DOCUMENT SEGMENT »
[Start of section]
The years ahead were filled with advances and setbacks as she returned to the Children’s Hospital of Philadelphia repeatedly to attempt to remove the trach and again failing. The scar tissue buildup narrowed her already minimal airways, making it a high-risk procedure that the doctors and my parents were unwilling to take. Colleen, my younger sister, was becoming despondent, fearing she would be forced to live her entire life unable to truly understand the simplicity of being a normal kid. After each failed attempt she became less cooperative, making it more difficult to advance to the next level. Although I am certain my parents had thought about the possibility of her living her life with the trach, the words were never mentioned. Everyone except Colleen saw it the same way, we would rather have her here with a trach, then not with us at all.

At the age of four Colleen decided on her own that she hadn’t a need for the trach anymore. She had done her best to convince my parents by covering the metal piece that protruded from her neck with her tiny fingers and hoarsely breathing through her own mouth, although for some reason was still unable to breath through her nose. My parents were understandably very hesitant to remove it, however agreed for my sister’s mental well being to try. Preparing for the worst they were near the phone and had a second tube nearby to insert if she was unsuccessful. We all stood by holding our breath as the piece was removed, all but Colleen that is. With a smile on her face she began to cough and proved to all surrounding her that she had overcome this obstacle.
[End of section]
EXERCISE DATA »
[Start of section]
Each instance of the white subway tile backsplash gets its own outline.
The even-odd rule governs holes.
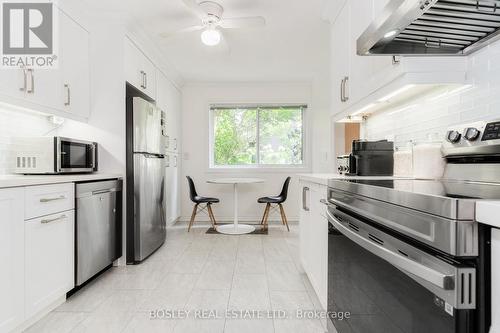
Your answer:
[[[438,100],[423,101],[401,112],[380,112],[363,124],[366,139],[393,137],[398,147],[429,136],[444,138],[456,124],[500,118],[500,42],[469,59],[468,77],[473,88]]]
[[[43,136],[53,129],[47,116],[0,107],[0,174],[15,168],[12,138]]]

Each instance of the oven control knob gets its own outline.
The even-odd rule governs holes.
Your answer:
[[[462,135],[458,131],[449,131],[446,134],[446,140],[448,140],[451,143],[457,143],[458,141],[460,141],[461,137]]]
[[[466,128],[464,131],[464,138],[467,141],[474,141],[477,140],[477,138],[479,138],[479,134],[480,132],[477,128],[469,127]]]

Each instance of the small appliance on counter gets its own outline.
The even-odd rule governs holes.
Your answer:
[[[337,170],[341,175],[350,172],[350,159],[351,155],[337,156]]]
[[[15,138],[15,173],[65,174],[97,171],[97,142],[60,136]]]
[[[413,147],[398,147],[394,150],[394,176],[413,177]]]
[[[394,142],[354,140],[349,176],[392,176]],[[354,164],[354,165],[353,165]]]

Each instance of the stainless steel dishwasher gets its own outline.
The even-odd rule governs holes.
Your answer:
[[[76,184],[77,286],[121,256],[121,202],[121,180]]]

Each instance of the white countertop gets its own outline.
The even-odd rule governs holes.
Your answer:
[[[299,180],[308,181],[320,185],[328,185],[329,179],[400,179],[402,177],[394,176],[346,176],[338,173],[299,173],[297,174]]]
[[[123,178],[120,174],[89,173],[68,175],[0,175],[0,188],[74,183],[89,180]]]

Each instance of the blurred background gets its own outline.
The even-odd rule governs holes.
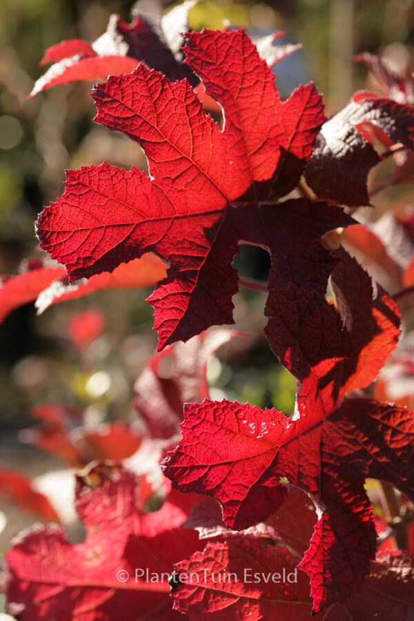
[End of section]
TASKS TO CARRY OUT »
a) In the account of Colleen's trach, at what age did Colleen decide she no longer needed it?
b) Pick up the account of Colleen's trach after its last sentence and continue it.
The records play no part in what follows.

RESPONSES TO THE TASKS »
a) At the age of four.

b)
From that day the journey has been filled almost completely with triumphs rather then complications. With the trach removed she learned to walk and then to speak. It’s my personal belief that she has since made up for the four years she was unable to verbally express herself and can frequently be heard above all over voices in the house. She has thankfully never had to have another tracheotomy preformed although the small hole that still remains in her neck is a constant reminder of the struggles of the past. She returned to C.H.O.P. two years ago, at the age of seventeen, to explore the possibility of having it closed. The surgeons fear that because of the high scar tissue build-up, that closing it may cause her airway to be severely reduced and will again have to have a tracheotomy preformed. With that possibility looming overhead she has decided to wait, hoping in the future her airway will expand enough for a higher success rate.

Now, at nineteen, I see little difference between her and any other teenager. She rebels and has mood swings that could be argued to be the best if you asked me. She spends her days working and her nights hanging out with her friends and playing her music entirely too loud without a care, as she should. The obstacles that she has overcome in her life have certainly prepared her for anything tomorrow can threaten her with. You almost have to smile when you look at her now, it’s such a wonderful change from that timid, wide-eyed baby that had a future full of doubt.